- Recorded data -
= Beginning of Section =
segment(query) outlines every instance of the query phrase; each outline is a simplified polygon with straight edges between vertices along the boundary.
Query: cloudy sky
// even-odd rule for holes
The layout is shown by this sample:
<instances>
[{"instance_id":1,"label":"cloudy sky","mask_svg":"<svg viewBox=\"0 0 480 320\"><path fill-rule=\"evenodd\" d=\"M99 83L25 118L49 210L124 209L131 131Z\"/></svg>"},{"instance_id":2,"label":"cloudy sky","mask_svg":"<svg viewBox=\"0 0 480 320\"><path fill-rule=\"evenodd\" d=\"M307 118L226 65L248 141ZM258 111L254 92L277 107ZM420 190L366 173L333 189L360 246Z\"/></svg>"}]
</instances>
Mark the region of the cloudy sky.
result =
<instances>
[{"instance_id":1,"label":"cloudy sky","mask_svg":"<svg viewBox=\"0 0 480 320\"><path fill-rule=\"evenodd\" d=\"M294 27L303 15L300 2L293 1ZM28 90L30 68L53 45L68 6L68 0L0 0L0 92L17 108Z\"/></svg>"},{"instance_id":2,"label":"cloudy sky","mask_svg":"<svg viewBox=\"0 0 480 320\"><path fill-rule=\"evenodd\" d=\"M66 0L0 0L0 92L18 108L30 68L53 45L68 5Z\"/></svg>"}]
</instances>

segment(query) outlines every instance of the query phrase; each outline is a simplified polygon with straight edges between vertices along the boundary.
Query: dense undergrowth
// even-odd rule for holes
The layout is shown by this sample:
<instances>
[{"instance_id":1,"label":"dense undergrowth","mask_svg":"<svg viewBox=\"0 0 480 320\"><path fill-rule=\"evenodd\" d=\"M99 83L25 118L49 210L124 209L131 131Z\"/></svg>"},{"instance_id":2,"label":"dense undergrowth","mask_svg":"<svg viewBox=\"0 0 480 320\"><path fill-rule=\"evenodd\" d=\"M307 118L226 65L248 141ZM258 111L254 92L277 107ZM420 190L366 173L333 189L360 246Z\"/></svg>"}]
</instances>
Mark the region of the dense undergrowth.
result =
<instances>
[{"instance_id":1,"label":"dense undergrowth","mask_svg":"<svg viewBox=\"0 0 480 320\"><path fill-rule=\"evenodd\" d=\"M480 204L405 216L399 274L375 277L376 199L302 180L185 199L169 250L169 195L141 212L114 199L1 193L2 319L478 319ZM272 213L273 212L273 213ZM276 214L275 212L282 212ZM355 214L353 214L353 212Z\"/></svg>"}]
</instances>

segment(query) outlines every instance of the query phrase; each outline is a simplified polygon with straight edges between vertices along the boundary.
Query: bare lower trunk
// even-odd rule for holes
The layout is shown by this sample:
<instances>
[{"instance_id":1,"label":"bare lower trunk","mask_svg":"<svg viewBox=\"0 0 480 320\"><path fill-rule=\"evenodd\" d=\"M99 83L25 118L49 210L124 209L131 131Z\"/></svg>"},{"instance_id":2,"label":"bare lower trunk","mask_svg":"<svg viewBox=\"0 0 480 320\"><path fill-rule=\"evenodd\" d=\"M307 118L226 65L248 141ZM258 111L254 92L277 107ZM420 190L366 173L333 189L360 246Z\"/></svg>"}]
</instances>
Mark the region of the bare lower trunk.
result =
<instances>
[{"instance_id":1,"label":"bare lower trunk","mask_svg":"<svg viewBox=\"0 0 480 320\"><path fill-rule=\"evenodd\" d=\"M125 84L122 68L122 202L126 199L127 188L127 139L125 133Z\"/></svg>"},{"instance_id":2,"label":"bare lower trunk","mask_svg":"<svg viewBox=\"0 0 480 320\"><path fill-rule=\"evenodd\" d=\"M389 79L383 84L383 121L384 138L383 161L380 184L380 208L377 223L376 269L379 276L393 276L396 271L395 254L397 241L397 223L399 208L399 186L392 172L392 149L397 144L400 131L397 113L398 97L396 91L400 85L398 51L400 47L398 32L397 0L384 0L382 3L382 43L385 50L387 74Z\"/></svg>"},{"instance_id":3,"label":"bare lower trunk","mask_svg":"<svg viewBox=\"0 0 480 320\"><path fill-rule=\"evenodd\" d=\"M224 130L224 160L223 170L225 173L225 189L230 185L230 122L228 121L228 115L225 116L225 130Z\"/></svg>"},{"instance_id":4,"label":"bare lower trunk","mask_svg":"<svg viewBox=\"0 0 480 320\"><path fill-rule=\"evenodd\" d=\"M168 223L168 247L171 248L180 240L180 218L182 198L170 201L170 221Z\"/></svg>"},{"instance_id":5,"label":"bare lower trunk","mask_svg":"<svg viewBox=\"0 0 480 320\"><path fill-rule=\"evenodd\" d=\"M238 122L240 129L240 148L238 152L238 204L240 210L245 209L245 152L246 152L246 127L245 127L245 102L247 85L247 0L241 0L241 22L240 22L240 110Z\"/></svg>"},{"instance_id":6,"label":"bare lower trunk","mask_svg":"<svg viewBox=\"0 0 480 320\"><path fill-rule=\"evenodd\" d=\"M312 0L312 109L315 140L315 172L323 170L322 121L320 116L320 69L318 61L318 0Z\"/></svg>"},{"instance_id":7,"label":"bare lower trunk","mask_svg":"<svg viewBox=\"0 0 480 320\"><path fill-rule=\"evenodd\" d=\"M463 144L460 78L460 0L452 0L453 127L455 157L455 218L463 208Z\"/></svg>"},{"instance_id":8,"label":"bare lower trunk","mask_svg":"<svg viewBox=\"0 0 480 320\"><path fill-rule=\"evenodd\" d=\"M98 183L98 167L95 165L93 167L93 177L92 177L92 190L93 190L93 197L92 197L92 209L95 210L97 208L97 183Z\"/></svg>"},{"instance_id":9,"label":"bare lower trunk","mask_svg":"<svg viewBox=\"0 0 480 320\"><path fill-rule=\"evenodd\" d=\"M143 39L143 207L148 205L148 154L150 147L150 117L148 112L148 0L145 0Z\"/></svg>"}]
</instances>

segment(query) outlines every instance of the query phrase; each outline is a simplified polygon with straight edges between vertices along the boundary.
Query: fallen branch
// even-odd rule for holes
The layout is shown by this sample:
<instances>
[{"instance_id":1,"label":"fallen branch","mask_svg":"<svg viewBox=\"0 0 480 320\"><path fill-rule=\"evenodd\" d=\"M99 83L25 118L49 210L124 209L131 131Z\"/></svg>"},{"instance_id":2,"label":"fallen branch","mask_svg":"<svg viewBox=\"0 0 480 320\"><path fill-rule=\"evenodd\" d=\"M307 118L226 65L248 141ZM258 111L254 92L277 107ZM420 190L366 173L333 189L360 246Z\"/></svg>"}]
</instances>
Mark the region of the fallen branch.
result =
= End of Section =
- Your assignment -
The listing above needs to be retyped. Reproduce every line exactly.

- Result -
segment(query) outlines every instance of the query phrase; each outline is a simplified polygon with straight edges between vertices along the boundary.
Query: cloudy sky
// even-odd rule for holes
The layout is shown by this sample:
<instances>
[{"instance_id":1,"label":"cloudy sky","mask_svg":"<svg viewBox=\"0 0 480 320\"><path fill-rule=\"evenodd\" d=\"M99 83L25 118L49 210L124 209L131 131Z\"/></svg>"},{"instance_id":2,"label":"cloudy sky","mask_svg":"<svg viewBox=\"0 0 480 320\"><path fill-rule=\"evenodd\" d=\"M307 118L226 65L248 141ZM258 111L254 92L277 107ZM420 190L366 173L333 189L360 246Z\"/></svg>"}]
</instances>
Mark the region of the cloudy sky.
result =
<instances>
[{"instance_id":1,"label":"cloudy sky","mask_svg":"<svg viewBox=\"0 0 480 320\"><path fill-rule=\"evenodd\" d=\"M294 27L303 15L300 2L293 1ZM28 90L30 68L53 45L68 6L68 0L0 0L0 92L17 108Z\"/></svg>"},{"instance_id":2,"label":"cloudy sky","mask_svg":"<svg viewBox=\"0 0 480 320\"><path fill-rule=\"evenodd\" d=\"M66 0L0 0L0 92L18 108L30 68L53 45L68 5Z\"/></svg>"}]
</instances>

segment(query) outlines every instance of the query phrase; each outline is a simplified polygon with straight edges between vertices along the boundary.
Query: dense undergrowth
// even-odd rule for holes
The layout is shown by this sample:
<instances>
[{"instance_id":1,"label":"dense undergrowth","mask_svg":"<svg viewBox=\"0 0 480 320\"><path fill-rule=\"evenodd\" d=\"M99 83L25 118L49 210L124 209L131 131Z\"/></svg>"},{"instance_id":2,"label":"dense undergrowth","mask_svg":"<svg viewBox=\"0 0 480 320\"><path fill-rule=\"evenodd\" d=\"M307 118L226 65L248 141ZM258 111L254 92L277 107ZM420 190L366 173L333 189L360 246Z\"/></svg>"}]
</instances>
Mark the region of the dense undergrowth.
result =
<instances>
[{"instance_id":1,"label":"dense undergrowth","mask_svg":"<svg viewBox=\"0 0 480 320\"><path fill-rule=\"evenodd\" d=\"M480 204L405 216L399 274L375 277L376 199L302 180L185 199L169 250L169 195L141 212L114 199L1 193L2 319L478 319ZM272 213L273 212L273 213ZM276 214L275 212L282 212ZM355 214L353 214L353 212Z\"/></svg>"}]
</instances>

segment(query) outlines every instance of the query phrase; each outline is a simplified polygon with straight edges between vertices along the boundary.
Query: bare lower trunk
// even-odd rule for holes
The layout is shown by this sample:
<instances>
[{"instance_id":1,"label":"bare lower trunk","mask_svg":"<svg viewBox=\"0 0 480 320\"><path fill-rule=\"evenodd\" d=\"M99 83L25 118L49 210L124 209L131 131Z\"/></svg>"},{"instance_id":2,"label":"bare lower trunk","mask_svg":"<svg viewBox=\"0 0 480 320\"><path fill-rule=\"evenodd\" d=\"M307 118L226 65L248 141ZM258 111L254 92L277 107ZM420 190L366 173L333 189L360 246Z\"/></svg>"}]
</instances>
Mark the region of the bare lower trunk.
result =
<instances>
[{"instance_id":1,"label":"bare lower trunk","mask_svg":"<svg viewBox=\"0 0 480 320\"><path fill-rule=\"evenodd\" d=\"M125 84L122 68L122 202L126 199L127 188L127 139L125 133Z\"/></svg>"},{"instance_id":2,"label":"bare lower trunk","mask_svg":"<svg viewBox=\"0 0 480 320\"><path fill-rule=\"evenodd\" d=\"M389 79L383 84L383 121L384 138L383 161L380 184L380 208L377 223L376 269L379 276L393 276L396 271L395 254L397 241L397 223L399 208L399 186L392 172L392 149L397 144L400 131L397 113L398 97L396 91L400 85L398 51L400 47L398 32L397 0L384 0L382 3L382 43L385 50L387 74Z\"/></svg>"},{"instance_id":3,"label":"bare lower trunk","mask_svg":"<svg viewBox=\"0 0 480 320\"><path fill-rule=\"evenodd\" d=\"M224 130L224 160L223 170L225 173L225 189L230 185L230 122L228 121L228 115L225 116L225 130Z\"/></svg>"},{"instance_id":4,"label":"bare lower trunk","mask_svg":"<svg viewBox=\"0 0 480 320\"><path fill-rule=\"evenodd\" d=\"M168 223L168 247L171 248L180 240L180 218L182 198L170 201L170 221Z\"/></svg>"},{"instance_id":5,"label":"bare lower trunk","mask_svg":"<svg viewBox=\"0 0 480 320\"><path fill-rule=\"evenodd\" d=\"M238 122L240 129L240 148L238 152L238 204L240 210L245 209L245 152L246 152L246 127L245 127L245 102L247 85L247 0L241 0L241 22L240 22L240 110Z\"/></svg>"},{"instance_id":6,"label":"bare lower trunk","mask_svg":"<svg viewBox=\"0 0 480 320\"><path fill-rule=\"evenodd\" d=\"M312 0L312 109L315 140L315 172L323 170L322 121L320 116L320 69L318 61L318 0Z\"/></svg>"},{"instance_id":7,"label":"bare lower trunk","mask_svg":"<svg viewBox=\"0 0 480 320\"><path fill-rule=\"evenodd\" d=\"M463 144L460 78L460 0L452 0L453 127L455 157L455 218L463 208Z\"/></svg>"},{"instance_id":8,"label":"bare lower trunk","mask_svg":"<svg viewBox=\"0 0 480 320\"><path fill-rule=\"evenodd\" d=\"M98 183L98 167L95 165L93 167L93 177L92 177L92 190L93 190L93 197L92 197L92 209L95 210L97 208L97 183Z\"/></svg>"},{"instance_id":9,"label":"bare lower trunk","mask_svg":"<svg viewBox=\"0 0 480 320\"><path fill-rule=\"evenodd\" d=\"M143 39L143 207L148 205L148 154L150 147L150 117L148 112L148 0L145 0Z\"/></svg>"}]
</instances>

segment(query) outlines every instance of the query phrase; each outline is a simplified polygon with straight edges between vertices along the boundary.
Query: fallen branch
// even-odd rule for holes
The layout is shown by this sample:
<instances>
[{"instance_id":1,"label":"fallen branch","mask_svg":"<svg viewBox=\"0 0 480 320\"><path fill-rule=\"evenodd\" d=\"M99 83L25 118L49 210L124 209L131 131Z\"/></svg>"},{"instance_id":2,"label":"fallen branch","mask_svg":"<svg viewBox=\"0 0 480 320\"><path fill-rule=\"evenodd\" d=\"M307 118L226 65L248 141ZM258 111L254 92L277 107ZM420 190L366 173L333 189L360 246Z\"/></svg>"}]
</instances>
Mark the region of the fallen branch.
result =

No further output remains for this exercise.